>> BEGIN DATA SHOWN
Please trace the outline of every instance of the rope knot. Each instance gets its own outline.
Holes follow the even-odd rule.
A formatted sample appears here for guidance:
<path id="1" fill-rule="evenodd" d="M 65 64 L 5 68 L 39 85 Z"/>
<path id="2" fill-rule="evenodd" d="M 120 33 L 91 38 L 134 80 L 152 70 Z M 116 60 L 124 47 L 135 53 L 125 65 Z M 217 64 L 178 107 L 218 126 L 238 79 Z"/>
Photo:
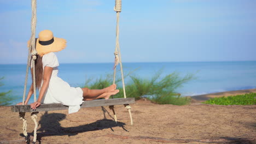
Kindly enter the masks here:
<path id="1" fill-rule="evenodd" d="M 32 55 L 32 58 L 34 60 L 37 59 L 37 51 L 36 50 L 33 50 L 33 51 L 31 52 L 31 55 Z"/>
<path id="2" fill-rule="evenodd" d="M 130 110 L 131 109 L 131 107 L 129 105 L 125 105 L 125 108 L 126 108 L 127 110 Z"/>
<path id="3" fill-rule="evenodd" d="M 37 118 L 37 114 L 38 113 L 38 112 L 33 112 L 32 113 L 31 113 L 31 119 L 32 120 L 34 120 L 34 119 L 36 119 Z"/>
<path id="4" fill-rule="evenodd" d="M 114 10 L 117 12 L 121 12 L 122 11 L 122 1 L 115 0 L 115 7 Z"/>
<path id="5" fill-rule="evenodd" d="M 25 118 L 25 112 L 20 112 L 19 113 L 19 118 L 20 119 L 20 120 L 22 120 L 23 118 Z"/>
<path id="6" fill-rule="evenodd" d="M 109 105 L 109 106 L 108 107 L 109 107 L 109 109 L 110 109 L 110 110 L 114 109 L 114 106 L 113 106 L 113 105 Z"/>

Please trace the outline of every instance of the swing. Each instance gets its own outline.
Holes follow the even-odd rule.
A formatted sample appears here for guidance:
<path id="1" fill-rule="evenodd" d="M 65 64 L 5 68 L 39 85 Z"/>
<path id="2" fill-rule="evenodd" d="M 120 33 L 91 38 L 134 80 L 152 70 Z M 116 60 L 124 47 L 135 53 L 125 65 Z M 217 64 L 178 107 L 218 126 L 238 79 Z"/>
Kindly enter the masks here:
>> END DATA SHOWN
*INSTRUCTION*
Retype every item above word for word, but leave out the pictures.

*CORRECT OUTPUT*
Please trace the outline of every instance of the rope knot. Each instance gets its own outline.
Holes follow the even-odd rule.
A formatted sample appears here for guidance:
<path id="1" fill-rule="evenodd" d="M 65 64 L 5 68 L 39 85 Z"/>
<path id="2" fill-rule="evenodd" d="M 120 33 L 91 38 L 134 80 L 152 70 Z M 116 60 L 124 47 L 135 53 L 125 65 Z M 217 64 L 178 107 L 218 126 L 238 79 Z"/>
Photo:
Kindly enter the masks here:
<path id="1" fill-rule="evenodd" d="M 32 55 L 32 58 L 34 60 L 37 59 L 37 51 L 36 50 L 33 50 L 33 51 L 31 52 L 31 55 Z"/>
<path id="2" fill-rule="evenodd" d="M 130 110 L 131 109 L 131 107 L 129 105 L 125 105 L 125 108 L 126 108 L 127 110 Z"/>
<path id="3" fill-rule="evenodd" d="M 37 118 L 37 114 L 38 113 L 38 112 L 33 112 L 32 113 L 31 113 L 31 119 L 32 120 L 34 120 L 34 119 L 36 119 Z"/>
<path id="4" fill-rule="evenodd" d="M 114 10 L 117 12 L 121 12 L 122 11 L 122 1 L 115 0 L 115 7 Z"/>
<path id="5" fill-rule="evenodd" d="M 25 118 L 25 112 L 20 112 L 19 113 L 19 118 L 20 119 L 20 120 L 22 120 L 23 118 Z"/>
<path id="6" fill-rule="evenodd" d="M 109 105 L 109 106 L 108 107 L 109 107 L 109 109 L 110 109 L 110 110 L 114 109 L 114 106 L 113 106 L 113 105 Z"/>

Please trace the outline of every instance of the swing. Each instance gets its own outline.
Holes follow the even-odd rule.
A formatted sample appears here for guidance:
<path id="1" fill-rule="evenodd" d="M 65 64 L 5 68 L 39 85 Z"/>
<path id="2" fill-rule="evenodd" d="M 120 33 L 91 38 L 134 80 L 152 70 Z M 116 60 L 124 47 L 135 53 L 125 65 Z M 217 64 L 178 107 L 218 126 L 238 79 Z"/>
Kindly enter the masks here:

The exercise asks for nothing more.